**Your goal:**
What number of lines in the data below contain the string "sign"? Answer with that number alone.

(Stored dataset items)
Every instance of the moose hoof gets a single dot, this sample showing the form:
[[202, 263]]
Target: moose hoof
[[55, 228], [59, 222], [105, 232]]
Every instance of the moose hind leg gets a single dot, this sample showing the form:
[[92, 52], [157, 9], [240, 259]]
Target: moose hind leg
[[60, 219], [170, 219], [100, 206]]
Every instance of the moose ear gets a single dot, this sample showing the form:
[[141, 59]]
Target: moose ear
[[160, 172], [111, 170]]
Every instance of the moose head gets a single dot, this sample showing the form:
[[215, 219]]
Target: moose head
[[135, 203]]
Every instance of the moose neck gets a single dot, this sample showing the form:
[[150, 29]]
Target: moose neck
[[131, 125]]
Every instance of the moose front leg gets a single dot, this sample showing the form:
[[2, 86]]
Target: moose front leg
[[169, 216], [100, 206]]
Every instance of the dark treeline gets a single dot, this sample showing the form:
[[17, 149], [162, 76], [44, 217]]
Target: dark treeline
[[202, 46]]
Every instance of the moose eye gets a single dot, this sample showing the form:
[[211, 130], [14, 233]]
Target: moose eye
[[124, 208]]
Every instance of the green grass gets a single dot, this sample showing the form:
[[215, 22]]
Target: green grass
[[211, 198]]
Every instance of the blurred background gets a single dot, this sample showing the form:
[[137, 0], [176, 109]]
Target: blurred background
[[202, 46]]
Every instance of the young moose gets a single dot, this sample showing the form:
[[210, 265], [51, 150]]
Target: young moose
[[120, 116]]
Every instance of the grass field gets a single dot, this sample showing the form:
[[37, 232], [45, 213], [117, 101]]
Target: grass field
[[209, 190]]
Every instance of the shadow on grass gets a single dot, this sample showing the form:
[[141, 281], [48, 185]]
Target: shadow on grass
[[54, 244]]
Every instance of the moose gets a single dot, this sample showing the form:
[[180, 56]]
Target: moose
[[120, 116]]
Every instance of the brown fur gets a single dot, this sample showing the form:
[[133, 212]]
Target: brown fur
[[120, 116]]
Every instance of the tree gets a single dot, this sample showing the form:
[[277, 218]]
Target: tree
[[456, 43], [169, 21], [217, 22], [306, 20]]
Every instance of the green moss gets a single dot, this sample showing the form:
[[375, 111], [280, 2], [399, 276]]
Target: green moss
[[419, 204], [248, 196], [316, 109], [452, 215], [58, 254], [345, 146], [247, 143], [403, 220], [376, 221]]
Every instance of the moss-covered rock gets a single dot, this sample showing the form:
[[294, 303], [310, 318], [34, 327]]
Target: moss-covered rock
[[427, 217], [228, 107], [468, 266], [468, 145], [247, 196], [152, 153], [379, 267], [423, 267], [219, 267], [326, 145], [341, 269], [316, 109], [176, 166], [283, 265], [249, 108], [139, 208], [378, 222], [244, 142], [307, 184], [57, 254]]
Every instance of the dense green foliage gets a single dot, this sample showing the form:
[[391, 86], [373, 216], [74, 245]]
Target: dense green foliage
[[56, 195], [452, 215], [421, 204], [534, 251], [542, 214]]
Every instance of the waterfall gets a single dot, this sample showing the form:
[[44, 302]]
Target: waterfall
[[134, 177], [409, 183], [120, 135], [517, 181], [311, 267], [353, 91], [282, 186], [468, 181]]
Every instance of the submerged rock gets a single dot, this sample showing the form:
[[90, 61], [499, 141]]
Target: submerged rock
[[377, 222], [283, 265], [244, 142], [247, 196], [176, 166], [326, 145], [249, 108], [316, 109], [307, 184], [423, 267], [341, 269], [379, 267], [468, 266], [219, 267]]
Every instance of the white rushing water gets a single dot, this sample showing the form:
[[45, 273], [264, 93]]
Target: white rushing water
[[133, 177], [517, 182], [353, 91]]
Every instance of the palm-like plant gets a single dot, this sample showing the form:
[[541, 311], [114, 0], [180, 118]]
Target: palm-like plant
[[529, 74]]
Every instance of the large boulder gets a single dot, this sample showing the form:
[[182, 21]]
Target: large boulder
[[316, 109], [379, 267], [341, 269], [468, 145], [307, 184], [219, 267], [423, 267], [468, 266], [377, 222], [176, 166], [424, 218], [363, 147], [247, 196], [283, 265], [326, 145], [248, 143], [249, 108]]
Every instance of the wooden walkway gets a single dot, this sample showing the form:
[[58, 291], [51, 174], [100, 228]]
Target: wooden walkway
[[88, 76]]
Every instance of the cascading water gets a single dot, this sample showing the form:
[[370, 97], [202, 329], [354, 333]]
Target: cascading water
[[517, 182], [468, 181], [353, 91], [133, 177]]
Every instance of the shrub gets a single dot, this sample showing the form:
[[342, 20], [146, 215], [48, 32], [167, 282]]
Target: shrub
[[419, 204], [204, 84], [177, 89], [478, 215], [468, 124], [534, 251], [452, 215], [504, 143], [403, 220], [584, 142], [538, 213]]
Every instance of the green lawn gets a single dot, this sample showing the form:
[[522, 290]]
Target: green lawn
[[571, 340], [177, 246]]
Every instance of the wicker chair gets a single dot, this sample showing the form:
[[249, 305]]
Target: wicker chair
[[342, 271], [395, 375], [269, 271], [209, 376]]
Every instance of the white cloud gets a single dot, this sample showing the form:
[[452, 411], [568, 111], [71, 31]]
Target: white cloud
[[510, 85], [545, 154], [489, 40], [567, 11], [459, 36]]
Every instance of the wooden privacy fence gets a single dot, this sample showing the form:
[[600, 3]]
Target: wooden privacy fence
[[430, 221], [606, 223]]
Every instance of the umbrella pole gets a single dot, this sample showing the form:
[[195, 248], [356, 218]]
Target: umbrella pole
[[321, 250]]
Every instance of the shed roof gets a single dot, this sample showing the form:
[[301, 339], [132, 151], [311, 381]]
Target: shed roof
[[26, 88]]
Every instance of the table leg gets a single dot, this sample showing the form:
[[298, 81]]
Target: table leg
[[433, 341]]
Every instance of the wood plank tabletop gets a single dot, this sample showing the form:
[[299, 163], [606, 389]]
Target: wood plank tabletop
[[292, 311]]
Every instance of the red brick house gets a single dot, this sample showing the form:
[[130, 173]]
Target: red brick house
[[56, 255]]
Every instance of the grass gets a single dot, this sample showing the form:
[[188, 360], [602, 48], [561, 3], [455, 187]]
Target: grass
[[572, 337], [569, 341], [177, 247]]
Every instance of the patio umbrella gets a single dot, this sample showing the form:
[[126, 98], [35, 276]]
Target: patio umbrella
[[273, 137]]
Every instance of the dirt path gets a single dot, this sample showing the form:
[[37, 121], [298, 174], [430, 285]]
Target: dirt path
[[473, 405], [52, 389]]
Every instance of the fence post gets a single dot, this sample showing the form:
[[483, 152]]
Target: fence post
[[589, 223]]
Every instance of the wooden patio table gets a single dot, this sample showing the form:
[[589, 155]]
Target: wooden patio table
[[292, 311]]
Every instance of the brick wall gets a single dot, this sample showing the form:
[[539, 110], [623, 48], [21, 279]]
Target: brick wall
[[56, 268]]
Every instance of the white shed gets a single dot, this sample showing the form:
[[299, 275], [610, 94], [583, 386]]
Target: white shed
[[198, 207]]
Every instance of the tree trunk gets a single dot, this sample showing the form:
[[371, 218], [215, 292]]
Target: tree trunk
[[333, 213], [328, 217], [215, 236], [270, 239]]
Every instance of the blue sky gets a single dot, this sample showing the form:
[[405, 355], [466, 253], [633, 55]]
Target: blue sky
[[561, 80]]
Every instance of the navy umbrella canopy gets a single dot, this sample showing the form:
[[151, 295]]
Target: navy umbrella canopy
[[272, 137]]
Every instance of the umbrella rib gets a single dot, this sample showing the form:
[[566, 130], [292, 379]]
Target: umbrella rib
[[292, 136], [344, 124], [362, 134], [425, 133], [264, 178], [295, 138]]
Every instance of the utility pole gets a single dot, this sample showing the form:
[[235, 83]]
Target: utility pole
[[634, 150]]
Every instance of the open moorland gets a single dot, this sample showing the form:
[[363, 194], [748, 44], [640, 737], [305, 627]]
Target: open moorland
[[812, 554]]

...

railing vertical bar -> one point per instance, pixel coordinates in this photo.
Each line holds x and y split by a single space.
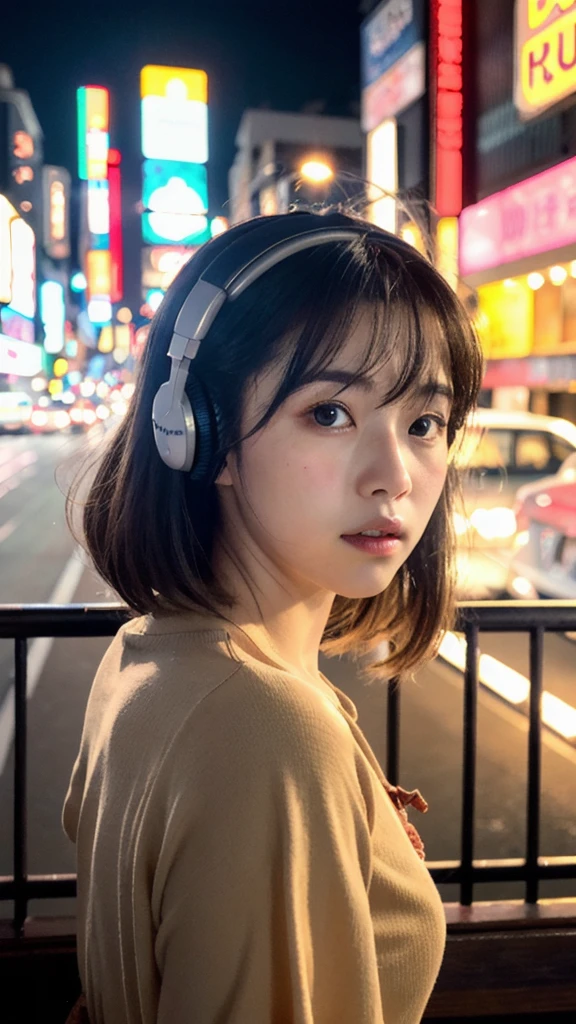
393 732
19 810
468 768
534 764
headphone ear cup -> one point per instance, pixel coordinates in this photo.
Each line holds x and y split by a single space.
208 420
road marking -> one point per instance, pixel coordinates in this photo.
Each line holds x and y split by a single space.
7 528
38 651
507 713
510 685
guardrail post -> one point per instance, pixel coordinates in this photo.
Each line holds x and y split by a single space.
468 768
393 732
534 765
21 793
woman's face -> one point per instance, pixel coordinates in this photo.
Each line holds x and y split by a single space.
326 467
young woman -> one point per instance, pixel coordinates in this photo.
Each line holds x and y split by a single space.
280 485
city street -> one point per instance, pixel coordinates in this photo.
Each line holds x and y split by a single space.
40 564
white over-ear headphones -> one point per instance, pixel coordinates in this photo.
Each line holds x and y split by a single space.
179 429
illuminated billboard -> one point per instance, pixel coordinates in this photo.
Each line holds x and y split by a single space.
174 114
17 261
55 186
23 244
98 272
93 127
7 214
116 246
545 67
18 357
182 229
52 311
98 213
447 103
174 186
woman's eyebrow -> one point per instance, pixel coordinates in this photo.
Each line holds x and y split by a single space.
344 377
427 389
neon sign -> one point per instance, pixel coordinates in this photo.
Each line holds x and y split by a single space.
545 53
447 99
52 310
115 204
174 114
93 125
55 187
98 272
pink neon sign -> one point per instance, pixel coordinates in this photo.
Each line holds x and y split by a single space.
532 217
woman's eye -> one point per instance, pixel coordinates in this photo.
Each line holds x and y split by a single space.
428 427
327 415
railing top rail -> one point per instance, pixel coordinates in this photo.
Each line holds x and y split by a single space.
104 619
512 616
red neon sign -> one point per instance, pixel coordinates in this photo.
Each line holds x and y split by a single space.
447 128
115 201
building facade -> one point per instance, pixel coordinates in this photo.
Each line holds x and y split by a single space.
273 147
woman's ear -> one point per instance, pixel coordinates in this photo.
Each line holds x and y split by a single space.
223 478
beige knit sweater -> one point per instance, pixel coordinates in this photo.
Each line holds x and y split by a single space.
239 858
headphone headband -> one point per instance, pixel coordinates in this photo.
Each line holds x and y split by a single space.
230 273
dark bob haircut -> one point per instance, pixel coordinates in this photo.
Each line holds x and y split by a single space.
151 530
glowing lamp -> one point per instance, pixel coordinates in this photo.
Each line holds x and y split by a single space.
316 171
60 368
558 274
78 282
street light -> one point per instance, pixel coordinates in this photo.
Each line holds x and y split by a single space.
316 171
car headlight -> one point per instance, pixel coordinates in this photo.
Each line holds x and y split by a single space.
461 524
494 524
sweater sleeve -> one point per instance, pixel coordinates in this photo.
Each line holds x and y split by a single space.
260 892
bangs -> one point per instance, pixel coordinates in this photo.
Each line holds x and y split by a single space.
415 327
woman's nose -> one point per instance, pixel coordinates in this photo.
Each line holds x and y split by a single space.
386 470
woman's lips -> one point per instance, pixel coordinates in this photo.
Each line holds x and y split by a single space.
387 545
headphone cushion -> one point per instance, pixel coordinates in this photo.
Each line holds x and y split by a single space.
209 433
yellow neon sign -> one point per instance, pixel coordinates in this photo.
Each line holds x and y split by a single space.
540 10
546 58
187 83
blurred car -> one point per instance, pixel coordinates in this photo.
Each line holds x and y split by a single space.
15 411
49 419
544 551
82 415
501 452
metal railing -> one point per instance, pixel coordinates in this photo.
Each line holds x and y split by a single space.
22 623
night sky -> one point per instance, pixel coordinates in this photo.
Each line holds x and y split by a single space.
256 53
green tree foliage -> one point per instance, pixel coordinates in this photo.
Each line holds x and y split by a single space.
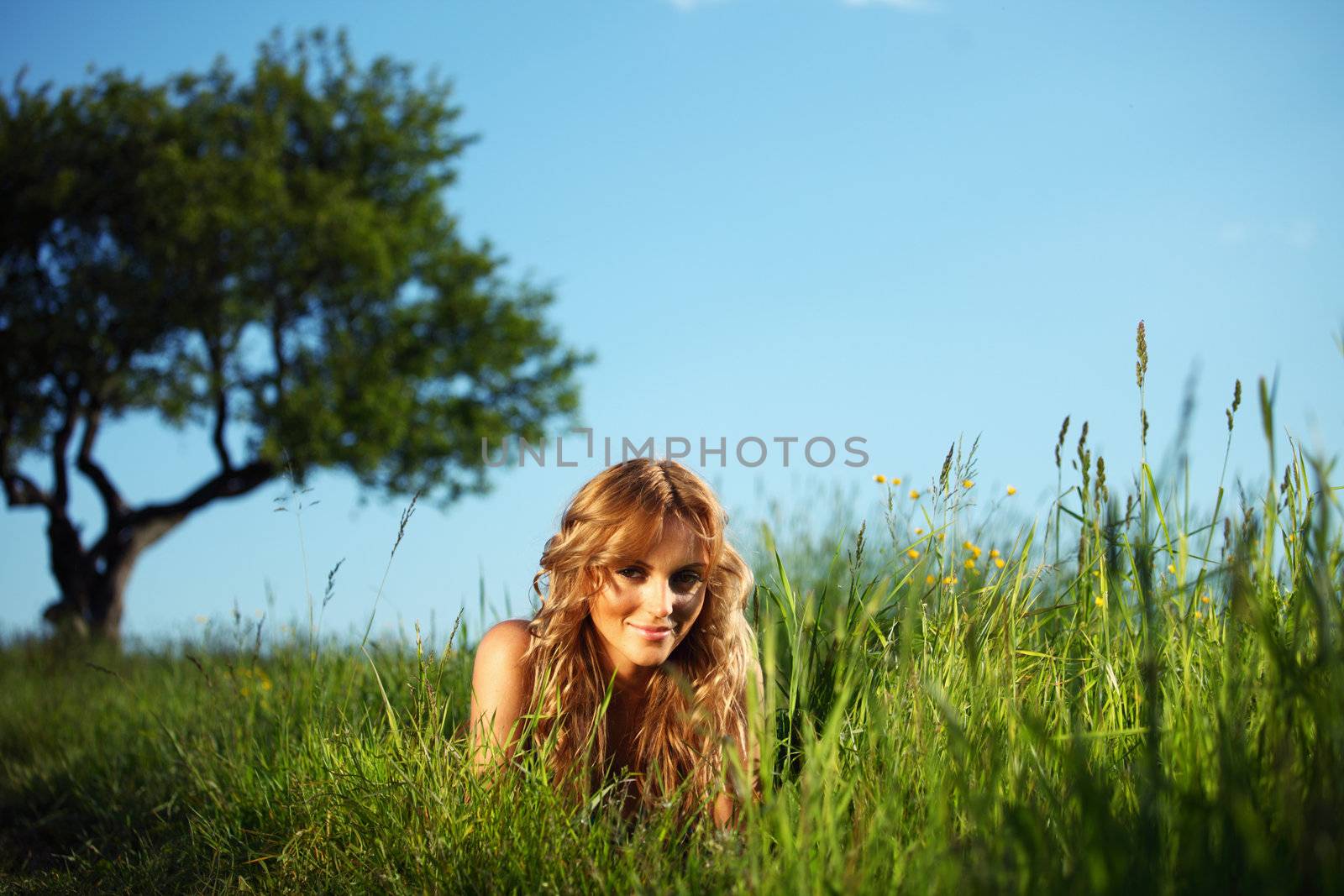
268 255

...

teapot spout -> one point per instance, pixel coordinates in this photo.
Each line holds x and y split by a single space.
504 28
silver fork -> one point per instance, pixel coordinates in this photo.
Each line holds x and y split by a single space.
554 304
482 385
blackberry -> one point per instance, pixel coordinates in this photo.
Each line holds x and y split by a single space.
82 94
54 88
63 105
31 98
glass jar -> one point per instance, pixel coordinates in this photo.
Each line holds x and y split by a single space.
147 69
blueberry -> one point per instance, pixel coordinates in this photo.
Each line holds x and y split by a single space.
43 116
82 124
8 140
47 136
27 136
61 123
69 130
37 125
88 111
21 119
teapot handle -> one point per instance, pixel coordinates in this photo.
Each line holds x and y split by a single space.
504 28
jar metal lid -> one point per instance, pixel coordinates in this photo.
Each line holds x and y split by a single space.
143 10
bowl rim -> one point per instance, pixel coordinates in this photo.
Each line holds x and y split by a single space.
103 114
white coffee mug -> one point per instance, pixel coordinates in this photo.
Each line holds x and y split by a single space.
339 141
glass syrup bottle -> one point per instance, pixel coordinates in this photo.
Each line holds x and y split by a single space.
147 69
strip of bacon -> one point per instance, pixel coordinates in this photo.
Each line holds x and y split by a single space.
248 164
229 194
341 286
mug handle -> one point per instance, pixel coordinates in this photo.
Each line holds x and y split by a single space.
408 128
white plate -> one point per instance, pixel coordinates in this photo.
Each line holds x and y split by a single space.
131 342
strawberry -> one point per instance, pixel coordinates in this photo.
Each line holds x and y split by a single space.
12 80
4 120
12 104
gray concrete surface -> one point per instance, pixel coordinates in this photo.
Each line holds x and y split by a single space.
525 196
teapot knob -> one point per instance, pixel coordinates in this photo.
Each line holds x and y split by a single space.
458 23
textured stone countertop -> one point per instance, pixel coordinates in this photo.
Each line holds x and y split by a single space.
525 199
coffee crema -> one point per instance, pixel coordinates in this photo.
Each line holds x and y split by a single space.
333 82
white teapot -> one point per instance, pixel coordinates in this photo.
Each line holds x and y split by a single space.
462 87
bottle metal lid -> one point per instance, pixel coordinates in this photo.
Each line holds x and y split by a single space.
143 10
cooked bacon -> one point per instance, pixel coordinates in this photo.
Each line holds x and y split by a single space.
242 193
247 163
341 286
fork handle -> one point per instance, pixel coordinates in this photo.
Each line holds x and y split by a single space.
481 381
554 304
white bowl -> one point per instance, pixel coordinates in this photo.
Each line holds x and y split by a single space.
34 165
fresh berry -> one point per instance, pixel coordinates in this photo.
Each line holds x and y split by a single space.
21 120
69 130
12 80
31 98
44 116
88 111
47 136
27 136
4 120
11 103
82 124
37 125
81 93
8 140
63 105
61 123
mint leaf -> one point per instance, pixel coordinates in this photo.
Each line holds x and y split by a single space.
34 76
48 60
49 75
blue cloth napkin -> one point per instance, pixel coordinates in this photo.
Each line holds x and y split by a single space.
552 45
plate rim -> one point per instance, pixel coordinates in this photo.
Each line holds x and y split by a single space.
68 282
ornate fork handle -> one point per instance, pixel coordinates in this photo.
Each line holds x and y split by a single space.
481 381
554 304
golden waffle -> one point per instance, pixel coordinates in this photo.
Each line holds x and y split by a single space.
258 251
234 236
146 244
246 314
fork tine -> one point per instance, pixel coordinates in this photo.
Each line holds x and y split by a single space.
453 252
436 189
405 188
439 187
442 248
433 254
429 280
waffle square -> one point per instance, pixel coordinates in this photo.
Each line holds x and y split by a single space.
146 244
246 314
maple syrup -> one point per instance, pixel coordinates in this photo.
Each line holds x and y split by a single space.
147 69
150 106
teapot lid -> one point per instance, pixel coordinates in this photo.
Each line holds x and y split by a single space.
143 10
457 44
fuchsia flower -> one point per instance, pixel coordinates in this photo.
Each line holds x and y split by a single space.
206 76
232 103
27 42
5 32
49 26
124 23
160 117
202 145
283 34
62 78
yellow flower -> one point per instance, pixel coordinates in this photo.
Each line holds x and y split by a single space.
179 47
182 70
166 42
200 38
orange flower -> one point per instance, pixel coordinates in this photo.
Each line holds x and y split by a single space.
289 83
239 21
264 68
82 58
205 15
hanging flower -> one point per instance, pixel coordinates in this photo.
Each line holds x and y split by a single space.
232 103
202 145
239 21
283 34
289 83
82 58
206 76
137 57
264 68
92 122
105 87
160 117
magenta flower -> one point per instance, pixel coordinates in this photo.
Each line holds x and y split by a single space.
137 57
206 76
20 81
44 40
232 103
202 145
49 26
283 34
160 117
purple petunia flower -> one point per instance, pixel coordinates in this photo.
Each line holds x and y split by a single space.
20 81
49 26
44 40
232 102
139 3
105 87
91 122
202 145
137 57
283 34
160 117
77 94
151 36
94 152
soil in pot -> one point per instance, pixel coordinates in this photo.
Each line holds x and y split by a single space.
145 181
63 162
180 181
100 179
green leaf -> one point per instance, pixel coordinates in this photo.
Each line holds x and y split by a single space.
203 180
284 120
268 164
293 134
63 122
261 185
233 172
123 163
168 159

**Problem solution:**
4